# Your task
What is expected is a word-for-word copy of all the entries.

Saved entries
....

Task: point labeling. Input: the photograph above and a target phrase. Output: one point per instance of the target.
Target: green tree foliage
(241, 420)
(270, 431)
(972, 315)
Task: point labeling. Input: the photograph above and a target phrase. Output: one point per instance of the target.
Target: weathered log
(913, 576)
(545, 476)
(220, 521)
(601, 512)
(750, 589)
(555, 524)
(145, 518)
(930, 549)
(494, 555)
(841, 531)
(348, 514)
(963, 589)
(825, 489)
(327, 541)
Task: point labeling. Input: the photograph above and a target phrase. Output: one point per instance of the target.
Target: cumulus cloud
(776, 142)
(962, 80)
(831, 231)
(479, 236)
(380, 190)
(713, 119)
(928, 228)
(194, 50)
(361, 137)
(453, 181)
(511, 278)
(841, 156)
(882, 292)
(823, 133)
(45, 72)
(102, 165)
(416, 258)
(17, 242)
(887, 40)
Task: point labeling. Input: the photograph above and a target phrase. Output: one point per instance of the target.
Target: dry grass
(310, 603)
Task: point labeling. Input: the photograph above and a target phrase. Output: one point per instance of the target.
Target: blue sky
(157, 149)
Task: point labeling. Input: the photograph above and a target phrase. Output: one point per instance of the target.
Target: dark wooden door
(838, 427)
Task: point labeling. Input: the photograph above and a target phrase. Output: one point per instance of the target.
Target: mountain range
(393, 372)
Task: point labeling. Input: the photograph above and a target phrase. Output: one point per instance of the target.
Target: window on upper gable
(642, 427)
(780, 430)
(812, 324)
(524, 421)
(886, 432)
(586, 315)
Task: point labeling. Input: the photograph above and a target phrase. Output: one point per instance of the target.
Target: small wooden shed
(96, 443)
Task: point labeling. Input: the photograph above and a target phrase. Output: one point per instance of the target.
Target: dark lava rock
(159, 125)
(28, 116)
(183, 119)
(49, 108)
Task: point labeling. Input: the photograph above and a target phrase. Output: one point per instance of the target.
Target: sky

....

# Answer to this exercise
Task: point labeling. Input: the photograph above and a target phrase. Output: one point per instance of the target.
Target: green tree foliage
(241, 420)
(270, 431)
(972, 315)
Task: point labeling. Input: the photograph above and a target phrase. Output: one point per instance of the target.
Target: weathered log
(913, 576)
(545, 476)
(220, 521)
(601, 512)
(750, 589)
(555, 524)
(145, 518)
(930, 549)
(494, 555)
(841, 531)
(348, 514)
(963, 589)
(825, 489)
(327, 541)
Task: point labeling. Input: the photograph above and a target phrase. Output: one point per instance of the target.
Target: cumulus cloud
(776, 142)
(962, 80)
(831, 231)
(479, 236)
(380, 190)
(713, 119)
(928, 228)
(194, 50)
(361, 137)
(453, 181)
(511, 278)
(841, 156)
(882, 292)
(823, 133)
(45, 72)
(102, 165)
(416, 258)
(17, 242)
(887, 40)
Task: point labeling. Input: the photograph above and a target phrase. Output: one point per instance of the target.
Target: dry grass
(310, 603)
Task: point labeling. Input: the photograph above and a target phrase. Output: one point per instance of the target.
Target: blue sky
(157, 149)
Task: point labeling. Input: the photograph above and a target phrase. Output: one point per instance of the target.
Target: dark wooden door
(838, 427)
Task: point labeling. Input: the photograph above and a target phrase. Output: one point per instance of the target.
Target: mountain range
(393, 372)
Task: point labeling. Input: the photograph above and a target phrase. Output: one point per instance of the target.
Target: window on upper gable
(642, 427)
(780, 430)
(812, 324)
(524, 421)
(886, 432)
(586, 315)
Task: point labeling. Input: the photograph above and a target phrase. Output: one point per instance of the target.
Target: small wooden shed
(96, 443)
Task: point labeling. Input: the photograph above and a target phrase. Output: one point per instance of the target.
Target: dark lava rock
(159, 125)
(28, 116)
(183, 119)
(49, 108)
Task: point labeling. Input: the photograph above and a target phrase. Output: one point per instance of the target.
Target: sky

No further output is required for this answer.